→ EXERCISE REQUIREMENTS: Return only the line that contains "job: trace every instance of the van side" and each line after it, through the last line of the data below, copied exactly.

→ Shape labeling records:

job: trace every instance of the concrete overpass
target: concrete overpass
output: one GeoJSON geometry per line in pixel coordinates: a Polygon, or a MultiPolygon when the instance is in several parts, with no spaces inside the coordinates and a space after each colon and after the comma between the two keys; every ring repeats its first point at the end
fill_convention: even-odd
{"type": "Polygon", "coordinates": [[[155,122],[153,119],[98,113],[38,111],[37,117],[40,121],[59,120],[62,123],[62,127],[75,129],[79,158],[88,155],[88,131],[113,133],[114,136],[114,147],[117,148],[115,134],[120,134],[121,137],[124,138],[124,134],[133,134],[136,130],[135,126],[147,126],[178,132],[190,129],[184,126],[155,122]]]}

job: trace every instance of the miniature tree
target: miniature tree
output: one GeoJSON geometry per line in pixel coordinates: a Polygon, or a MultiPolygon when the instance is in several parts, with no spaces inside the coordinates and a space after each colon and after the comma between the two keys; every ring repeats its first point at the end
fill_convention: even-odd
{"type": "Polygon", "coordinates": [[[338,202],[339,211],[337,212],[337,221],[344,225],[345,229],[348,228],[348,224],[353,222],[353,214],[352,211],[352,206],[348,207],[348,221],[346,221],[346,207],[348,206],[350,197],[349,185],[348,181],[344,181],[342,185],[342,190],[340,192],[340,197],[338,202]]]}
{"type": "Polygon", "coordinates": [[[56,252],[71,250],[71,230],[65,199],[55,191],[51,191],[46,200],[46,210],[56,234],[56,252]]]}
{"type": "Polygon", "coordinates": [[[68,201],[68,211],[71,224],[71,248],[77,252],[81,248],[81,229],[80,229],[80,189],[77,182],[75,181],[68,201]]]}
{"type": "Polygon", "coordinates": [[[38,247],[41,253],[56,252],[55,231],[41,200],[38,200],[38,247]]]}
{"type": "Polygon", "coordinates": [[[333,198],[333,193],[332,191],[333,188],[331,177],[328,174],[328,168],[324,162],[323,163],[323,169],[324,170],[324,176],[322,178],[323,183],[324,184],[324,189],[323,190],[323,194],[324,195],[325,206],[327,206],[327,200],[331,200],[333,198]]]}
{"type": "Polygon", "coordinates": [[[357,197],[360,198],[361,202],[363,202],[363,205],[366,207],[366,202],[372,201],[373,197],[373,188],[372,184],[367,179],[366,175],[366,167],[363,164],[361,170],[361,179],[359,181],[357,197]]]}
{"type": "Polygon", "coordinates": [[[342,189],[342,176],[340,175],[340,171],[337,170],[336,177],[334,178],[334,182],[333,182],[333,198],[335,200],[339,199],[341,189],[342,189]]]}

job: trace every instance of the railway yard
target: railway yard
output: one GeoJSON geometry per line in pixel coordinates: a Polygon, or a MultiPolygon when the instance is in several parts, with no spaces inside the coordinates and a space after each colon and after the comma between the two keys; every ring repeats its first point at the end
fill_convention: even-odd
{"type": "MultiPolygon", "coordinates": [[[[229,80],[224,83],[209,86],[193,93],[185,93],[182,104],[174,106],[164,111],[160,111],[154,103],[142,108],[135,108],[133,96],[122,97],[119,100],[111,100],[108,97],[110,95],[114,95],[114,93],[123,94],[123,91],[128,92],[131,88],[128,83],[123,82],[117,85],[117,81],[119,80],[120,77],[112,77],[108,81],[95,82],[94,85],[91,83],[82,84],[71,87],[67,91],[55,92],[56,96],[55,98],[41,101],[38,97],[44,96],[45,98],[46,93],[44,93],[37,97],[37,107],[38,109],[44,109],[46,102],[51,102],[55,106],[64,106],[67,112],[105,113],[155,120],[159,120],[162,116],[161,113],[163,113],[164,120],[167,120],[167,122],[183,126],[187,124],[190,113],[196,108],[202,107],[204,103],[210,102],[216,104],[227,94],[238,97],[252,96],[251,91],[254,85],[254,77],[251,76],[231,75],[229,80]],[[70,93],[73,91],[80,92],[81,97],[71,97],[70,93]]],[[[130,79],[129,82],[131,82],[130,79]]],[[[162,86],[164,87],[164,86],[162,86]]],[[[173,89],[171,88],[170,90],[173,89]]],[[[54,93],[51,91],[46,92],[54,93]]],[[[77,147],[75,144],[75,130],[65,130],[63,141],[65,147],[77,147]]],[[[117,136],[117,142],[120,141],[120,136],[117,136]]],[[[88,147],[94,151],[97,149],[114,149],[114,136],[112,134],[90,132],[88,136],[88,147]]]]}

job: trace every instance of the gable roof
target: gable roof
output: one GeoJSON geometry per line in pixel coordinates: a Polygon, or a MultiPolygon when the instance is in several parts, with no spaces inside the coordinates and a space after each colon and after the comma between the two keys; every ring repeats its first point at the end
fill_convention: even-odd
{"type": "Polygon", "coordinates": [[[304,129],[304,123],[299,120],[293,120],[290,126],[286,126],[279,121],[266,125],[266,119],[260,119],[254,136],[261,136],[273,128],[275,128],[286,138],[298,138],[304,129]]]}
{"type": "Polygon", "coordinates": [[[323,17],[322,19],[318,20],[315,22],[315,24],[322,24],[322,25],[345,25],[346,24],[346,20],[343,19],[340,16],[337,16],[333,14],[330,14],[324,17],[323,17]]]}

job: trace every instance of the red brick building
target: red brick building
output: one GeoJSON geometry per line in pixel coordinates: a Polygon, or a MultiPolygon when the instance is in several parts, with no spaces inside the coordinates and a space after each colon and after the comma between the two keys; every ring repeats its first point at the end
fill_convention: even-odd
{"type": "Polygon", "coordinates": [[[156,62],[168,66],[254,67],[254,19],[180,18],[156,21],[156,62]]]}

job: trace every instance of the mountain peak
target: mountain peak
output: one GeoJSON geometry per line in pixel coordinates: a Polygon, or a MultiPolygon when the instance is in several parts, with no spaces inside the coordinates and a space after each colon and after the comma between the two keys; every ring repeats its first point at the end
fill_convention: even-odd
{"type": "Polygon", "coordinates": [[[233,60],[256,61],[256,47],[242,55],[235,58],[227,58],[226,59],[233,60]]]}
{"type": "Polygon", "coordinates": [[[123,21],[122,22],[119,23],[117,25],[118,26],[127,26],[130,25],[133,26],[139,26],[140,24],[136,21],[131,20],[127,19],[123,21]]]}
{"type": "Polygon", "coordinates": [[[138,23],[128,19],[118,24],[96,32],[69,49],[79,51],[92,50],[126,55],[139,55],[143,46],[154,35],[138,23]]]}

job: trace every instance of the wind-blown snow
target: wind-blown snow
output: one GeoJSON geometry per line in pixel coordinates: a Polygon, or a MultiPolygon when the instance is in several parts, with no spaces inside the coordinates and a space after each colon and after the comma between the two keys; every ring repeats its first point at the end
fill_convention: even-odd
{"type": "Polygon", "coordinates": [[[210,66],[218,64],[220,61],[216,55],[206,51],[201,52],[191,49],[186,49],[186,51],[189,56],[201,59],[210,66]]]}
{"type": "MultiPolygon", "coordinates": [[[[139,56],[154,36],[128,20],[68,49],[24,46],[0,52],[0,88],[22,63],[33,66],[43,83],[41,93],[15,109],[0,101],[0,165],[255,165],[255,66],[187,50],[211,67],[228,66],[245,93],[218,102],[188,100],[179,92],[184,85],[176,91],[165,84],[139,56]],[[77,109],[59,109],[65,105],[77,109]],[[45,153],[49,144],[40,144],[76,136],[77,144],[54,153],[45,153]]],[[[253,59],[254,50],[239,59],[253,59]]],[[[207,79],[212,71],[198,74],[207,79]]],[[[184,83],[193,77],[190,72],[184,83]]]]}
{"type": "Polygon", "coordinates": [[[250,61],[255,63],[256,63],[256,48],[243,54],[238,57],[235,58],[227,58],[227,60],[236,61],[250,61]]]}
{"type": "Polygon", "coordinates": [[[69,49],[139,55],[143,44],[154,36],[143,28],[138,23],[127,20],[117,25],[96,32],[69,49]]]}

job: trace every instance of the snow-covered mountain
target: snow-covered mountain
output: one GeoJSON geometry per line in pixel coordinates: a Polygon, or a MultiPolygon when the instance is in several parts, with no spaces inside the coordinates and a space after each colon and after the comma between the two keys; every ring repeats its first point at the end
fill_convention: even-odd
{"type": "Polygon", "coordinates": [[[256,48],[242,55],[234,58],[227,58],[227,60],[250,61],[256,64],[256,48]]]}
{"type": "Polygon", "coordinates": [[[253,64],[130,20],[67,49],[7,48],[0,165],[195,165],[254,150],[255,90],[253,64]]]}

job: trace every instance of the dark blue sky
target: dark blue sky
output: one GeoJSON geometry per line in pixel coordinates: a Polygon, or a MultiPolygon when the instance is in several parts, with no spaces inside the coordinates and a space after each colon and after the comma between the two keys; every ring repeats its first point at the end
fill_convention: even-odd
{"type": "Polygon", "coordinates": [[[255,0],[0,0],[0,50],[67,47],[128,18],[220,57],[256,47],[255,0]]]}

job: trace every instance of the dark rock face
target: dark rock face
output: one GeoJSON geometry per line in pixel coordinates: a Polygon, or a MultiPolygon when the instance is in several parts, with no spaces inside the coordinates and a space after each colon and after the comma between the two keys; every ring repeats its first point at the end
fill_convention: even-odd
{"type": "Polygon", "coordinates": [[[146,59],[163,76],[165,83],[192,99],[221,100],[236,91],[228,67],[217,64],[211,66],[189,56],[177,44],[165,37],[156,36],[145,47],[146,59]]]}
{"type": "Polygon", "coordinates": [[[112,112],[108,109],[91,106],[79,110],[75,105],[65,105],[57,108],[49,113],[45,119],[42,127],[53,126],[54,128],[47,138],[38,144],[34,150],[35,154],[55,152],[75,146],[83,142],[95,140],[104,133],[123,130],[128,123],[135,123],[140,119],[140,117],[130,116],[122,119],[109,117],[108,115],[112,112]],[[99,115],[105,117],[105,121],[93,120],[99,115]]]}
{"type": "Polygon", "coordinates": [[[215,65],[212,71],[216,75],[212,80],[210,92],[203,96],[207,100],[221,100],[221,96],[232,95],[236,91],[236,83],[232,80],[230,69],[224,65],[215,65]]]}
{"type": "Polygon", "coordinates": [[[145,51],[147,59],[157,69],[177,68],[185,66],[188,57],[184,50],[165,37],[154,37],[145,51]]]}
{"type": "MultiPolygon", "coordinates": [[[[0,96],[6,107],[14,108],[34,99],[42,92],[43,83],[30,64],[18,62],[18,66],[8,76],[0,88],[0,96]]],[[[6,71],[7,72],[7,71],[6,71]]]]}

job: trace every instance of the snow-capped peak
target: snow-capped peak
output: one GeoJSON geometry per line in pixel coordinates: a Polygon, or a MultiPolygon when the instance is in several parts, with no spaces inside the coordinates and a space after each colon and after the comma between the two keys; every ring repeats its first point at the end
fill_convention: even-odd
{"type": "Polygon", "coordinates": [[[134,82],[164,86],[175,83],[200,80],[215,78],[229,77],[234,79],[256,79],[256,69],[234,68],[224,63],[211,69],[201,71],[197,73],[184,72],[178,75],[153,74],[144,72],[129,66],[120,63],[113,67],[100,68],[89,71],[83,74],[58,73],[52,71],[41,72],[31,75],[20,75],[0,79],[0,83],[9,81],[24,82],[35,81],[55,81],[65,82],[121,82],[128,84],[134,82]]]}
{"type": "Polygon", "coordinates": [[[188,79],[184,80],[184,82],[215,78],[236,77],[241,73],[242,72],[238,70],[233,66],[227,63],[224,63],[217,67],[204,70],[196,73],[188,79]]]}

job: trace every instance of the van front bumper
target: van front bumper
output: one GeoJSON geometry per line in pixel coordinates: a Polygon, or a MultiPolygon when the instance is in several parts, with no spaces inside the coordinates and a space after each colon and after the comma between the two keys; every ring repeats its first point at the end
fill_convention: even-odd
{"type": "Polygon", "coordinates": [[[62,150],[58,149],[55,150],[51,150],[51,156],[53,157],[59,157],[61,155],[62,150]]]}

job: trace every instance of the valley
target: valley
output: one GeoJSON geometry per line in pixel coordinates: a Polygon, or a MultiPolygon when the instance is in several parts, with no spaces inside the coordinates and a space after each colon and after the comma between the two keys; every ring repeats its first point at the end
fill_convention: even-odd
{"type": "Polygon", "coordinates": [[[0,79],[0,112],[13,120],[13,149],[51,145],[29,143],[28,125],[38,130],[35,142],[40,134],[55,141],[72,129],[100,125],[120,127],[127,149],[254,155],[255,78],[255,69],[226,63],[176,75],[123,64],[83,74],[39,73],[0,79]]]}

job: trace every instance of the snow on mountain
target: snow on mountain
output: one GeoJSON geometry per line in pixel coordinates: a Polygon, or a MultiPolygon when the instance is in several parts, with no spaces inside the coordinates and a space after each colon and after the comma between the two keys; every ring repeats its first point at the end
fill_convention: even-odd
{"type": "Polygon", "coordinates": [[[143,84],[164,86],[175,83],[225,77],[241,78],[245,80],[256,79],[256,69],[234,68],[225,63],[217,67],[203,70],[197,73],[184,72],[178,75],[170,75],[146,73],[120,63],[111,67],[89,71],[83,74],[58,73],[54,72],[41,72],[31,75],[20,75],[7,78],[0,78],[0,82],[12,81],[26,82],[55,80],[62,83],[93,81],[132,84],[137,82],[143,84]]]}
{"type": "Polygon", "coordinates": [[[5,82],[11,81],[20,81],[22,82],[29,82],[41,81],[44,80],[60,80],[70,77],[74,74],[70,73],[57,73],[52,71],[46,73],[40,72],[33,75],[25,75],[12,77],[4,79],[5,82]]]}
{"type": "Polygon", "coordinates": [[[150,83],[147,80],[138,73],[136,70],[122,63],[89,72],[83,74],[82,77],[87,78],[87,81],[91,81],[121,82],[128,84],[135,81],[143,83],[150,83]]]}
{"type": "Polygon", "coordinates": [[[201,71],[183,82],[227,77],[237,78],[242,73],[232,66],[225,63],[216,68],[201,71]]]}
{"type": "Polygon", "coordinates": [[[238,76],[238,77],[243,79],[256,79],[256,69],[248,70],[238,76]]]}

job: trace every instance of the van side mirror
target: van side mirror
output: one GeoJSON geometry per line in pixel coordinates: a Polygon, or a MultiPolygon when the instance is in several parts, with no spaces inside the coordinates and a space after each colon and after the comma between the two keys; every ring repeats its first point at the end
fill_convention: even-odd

→ THE RESPONSE:
job: trace every instance of the van side mirror
target: van side mirror
output: one GeoJSON geometry per line in pixel coordinates: a Polygon, or a MultiPolygon when the instance is in several parts, with no spaces inside the coordinates and a space after each colon and after the comma between the two keys; every ring repeats its first point at the end
fill_convention: even-odd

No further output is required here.